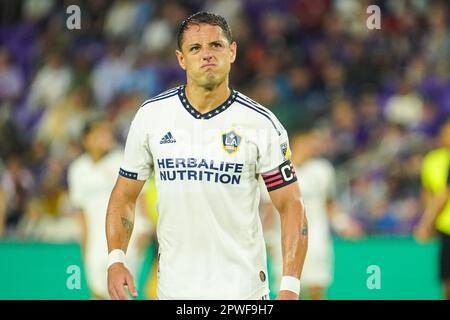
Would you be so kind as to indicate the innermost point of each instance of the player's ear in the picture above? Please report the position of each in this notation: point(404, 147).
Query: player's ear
point(233, 51)
point(180, 59)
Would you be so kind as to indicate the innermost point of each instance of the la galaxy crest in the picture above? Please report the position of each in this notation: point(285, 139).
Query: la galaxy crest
point(231, 141)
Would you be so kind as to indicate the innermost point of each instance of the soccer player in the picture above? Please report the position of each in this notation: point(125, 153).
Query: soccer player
point(317, 177)
point(207, 145)
point(436, 195)
point(91, 178)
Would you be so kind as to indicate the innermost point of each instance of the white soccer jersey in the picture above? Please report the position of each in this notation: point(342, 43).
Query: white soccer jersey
point(317, 180)
point(90, 186)
point(206, 169)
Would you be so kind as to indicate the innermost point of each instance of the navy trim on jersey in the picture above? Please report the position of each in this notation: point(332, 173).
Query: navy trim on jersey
point(259, 110)
point(128, 174)
point(158, 99)
point(197, 115)
point(253, 103)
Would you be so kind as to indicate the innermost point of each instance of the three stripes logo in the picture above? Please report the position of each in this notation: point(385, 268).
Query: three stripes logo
point(168, 138)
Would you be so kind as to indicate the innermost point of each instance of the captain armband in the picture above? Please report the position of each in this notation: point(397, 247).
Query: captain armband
point(280, 177)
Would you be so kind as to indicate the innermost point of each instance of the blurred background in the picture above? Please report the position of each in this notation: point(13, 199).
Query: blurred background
point(378, 98)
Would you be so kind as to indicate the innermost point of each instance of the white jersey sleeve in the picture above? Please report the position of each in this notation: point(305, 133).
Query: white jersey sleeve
point(274, 158)
point(137, 161)
point(274, 148)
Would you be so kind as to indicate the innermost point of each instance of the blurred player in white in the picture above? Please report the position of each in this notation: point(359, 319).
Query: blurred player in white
point(316, 177)
point(91, 178)
point(207, 145)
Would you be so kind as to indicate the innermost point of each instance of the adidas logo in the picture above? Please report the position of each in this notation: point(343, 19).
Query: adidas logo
point(168, 138)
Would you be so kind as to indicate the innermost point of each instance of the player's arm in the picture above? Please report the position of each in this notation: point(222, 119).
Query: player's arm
point(294, 233)
point(119, 226)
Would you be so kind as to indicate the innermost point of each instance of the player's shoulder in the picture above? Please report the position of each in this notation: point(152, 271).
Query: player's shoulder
point(157, 105)
point(161, 98)
point(259, 112)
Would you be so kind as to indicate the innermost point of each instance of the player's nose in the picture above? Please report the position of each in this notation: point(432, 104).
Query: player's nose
point(207, 55)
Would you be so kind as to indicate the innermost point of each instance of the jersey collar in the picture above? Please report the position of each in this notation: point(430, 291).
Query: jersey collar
point(193, 112)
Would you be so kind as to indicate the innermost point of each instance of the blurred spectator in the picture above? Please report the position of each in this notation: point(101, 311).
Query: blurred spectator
point(17, 184)
point(50, 83)
point(109, 74)
point(436, 197)
point(11, 80)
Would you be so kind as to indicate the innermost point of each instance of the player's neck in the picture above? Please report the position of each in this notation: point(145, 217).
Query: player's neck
point(205, 99)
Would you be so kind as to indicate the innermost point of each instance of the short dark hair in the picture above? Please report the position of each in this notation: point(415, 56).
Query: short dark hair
point(206, 18)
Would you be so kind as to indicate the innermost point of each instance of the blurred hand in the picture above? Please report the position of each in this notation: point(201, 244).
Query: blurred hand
point(287, 295)
point(424, 232)
point(119, 277)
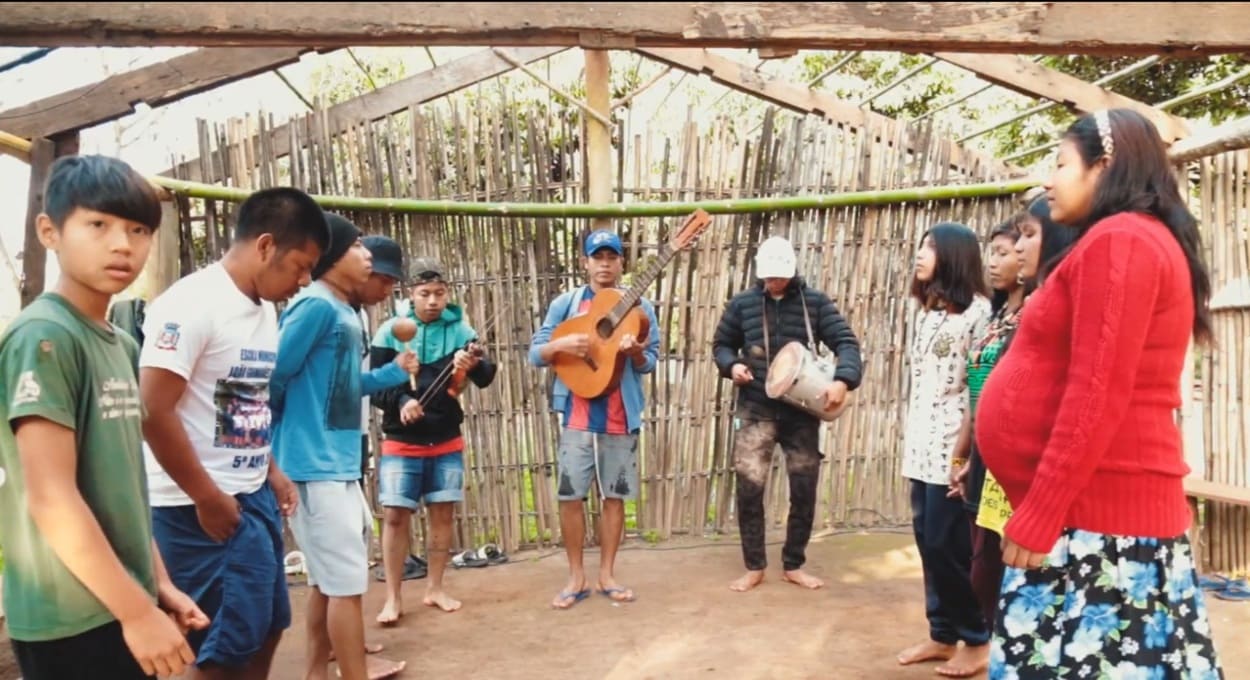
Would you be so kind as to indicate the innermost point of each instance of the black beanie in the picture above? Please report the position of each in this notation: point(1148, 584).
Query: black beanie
point(343, 234)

§ Task objective:
Repeat every item above word for word, without the pictures.

§ Reply to the exercise:
Would you be so kind as to indicate the innermost point of each instance of the player's ear in the picture above? Please report the position of each in this notation: point(404, 147).
Query: player's ear
point(233, 51)
point(180, 59)
Would you be so kind as to indicate the innermost point of each instance of the la galaxy crest in the picture above? Please report the position of each in this notation: point(285, 139).
Query: la galaxy crest
point(231, 141)
Would you be so kind as to indicate the innermost point of each instance of the soccer player in the picture above? Please report the position of each in this notation: point(125, 153).
Query: soccer player
point(317, 177)
point(207, 145)
point(436, 195)
point(91, 178)
Would you be so kind as to indicate the innermost point of each instance of the white soccer jersey in the picture above? Please report the position of each in this notation: point(342, 43).
Query: white soccer jersey
point(317, 180)
point(90, 186)
point(206, 169)
Would you be so kind as to indicate the innermost point of each instance of the navy trim on jersey in the picture above? Please report the position of each in this notation: point(332, 173).
Query: navy trim on jersey
point(259, 110)
point(128, 174)
point(158, 99)
point(197, 115)
point(253, 103)
Would you be so kind as to indicate the innermost point of each instance of the three stripes logo in the picture above? Please report the position of each in this notation: point(385, 268).
Query: three stripes logo
point(168, 138)
Would you be so kind as to indicate the innermost point of each instance of the captain armband in the picture above? Please report the position of each in this notation: point(397, 247).
Query: captain armband
point(280, 177)
Would you be so kind as to indicate the innermost point of each instance of the blurred background in the picture above? Please report the position of each in this notation: point(13, 199).
Query: blurred background
point(378, 98)
Would you be so kind as to indicate the innermost point of each instance of the white jersey sleeve in the picture above? Please report the position of each in this notation: point(305, 133).
Query: white jersey sleeve
point(274, 158)
point(137, 161)
point(274, 148)
Would you be so kind as to indicate the innermost point of each instance of the blurred player in white in the picture above? Please report the position of each in this notation: point(359, 319).
Query: blurred player in white
point(316, 177)
point(91, 178)
point(207, 145)
Would you be so kind as to indicate the innermost point of each instance of the adidas logo in the picture above? Please report the position of each in this notation: point(343, 19).
Query: adidas logo
point(168, 138)
Would you be so kind as to indicate the innermost point of each instance of the player's arm in the picture above? Please report the position of each in this notation: point(222, 119).
Query: player's arm
point(294, 233)
point(119, 226)
Would you be so kind as to indicate the innermost point of each instance of the player's shoulder in the picture above? Please report the position of each in this notation: point(152, 271).
Query: player's shoulder
point(157, 105)
point(161, 98)
point(259, 112)
Would you be so kind as to indicate the innermost point of each instance of the player's nose in the picture above? Please report the position of each in this notation: point(432, 104).
Query: player's nose
point(207, 55)
Would you be so kind as to indicate the innermost point of each instance of the jersey collar in the picture above? Please report the position of each in this notation: point(430, 291).
Query: jersey collar
point(193, 112)
Would you be so kind as to indicate the innermost point of each instance of the blurred spectator in the picture above? Please report the position of each in this notation: point(101, 311).
Query: blurred spectator
point(17, 184)
point(50, 83)
point(109, 74)
point(436, 197)
point(11, 80)
Would you be so kind as to indicate the innermost point of each instance of the player's neck in the picture above? Please report the position of each in this notation: point(145, 217).
Query: player's neck
point(205, 99)
Would you be so kind as to indicate the innermost point of each instance of the short dark hair in the picture above? Please report the position of each in this notation: point(415, 56).
Query: short dark hair
point(206, 18)
Would you be so kind as to indicate the innermost point of each instance of the blurred hand in the picture above? Please report the position of each in this notation: point(201, 244).
Query: blurred hand
point(287, 295)
point(424, 232)
point(119, 277)
Would you be so kind as to indicate the innermost point of each instance of the black beanie in the picture above? Please report the position of each in this notation: point(1148, 584).
Query: black beanie
point(343, 234)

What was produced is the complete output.